(Records contained in a dataset)
--- START ---

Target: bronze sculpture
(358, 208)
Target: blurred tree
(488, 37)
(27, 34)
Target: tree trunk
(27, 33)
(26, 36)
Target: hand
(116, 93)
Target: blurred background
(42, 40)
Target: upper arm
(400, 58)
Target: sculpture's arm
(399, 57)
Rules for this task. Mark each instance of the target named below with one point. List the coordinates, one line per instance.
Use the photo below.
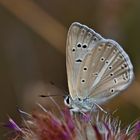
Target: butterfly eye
(73, 49)
(111, 74)
(67, 101)
(78, 45)
(106, 62)
(95, 38)
(84, 46)
(102, 59)
(110, 67)
(85, 68)
(112, 90)
(78, 60)
(79, 99)
(115, 80)
(83, 81)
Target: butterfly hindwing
(96, 67)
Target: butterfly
(98, 69)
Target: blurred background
(32, 50)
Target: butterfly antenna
(53, 95)
(100, 108)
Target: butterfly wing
(96, 67)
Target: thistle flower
(46, 126)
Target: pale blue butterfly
(97, 68)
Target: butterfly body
(97, 68)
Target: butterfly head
(68, 101)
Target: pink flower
(46, 126)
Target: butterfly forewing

--- END ---

• [About this task]: Once you reach the line that contains "Target: butterfly antenna", print it and every line after it exactly as written, stopping at the last line of the records and adding nothing.

• [Task solution]:
Target: butterfly antenna
(53, 95)
(100, 108)
Target: butterfly wing
(96, 67)
Target: thistle flower
(46, 126)
Target: pale blue butterfly
(97, 68)
Target: butterfly body
(97, 68)
Target: butterfly head
(68, 101)
Target: pink flower
(46, 126)
Target: butterfly forewing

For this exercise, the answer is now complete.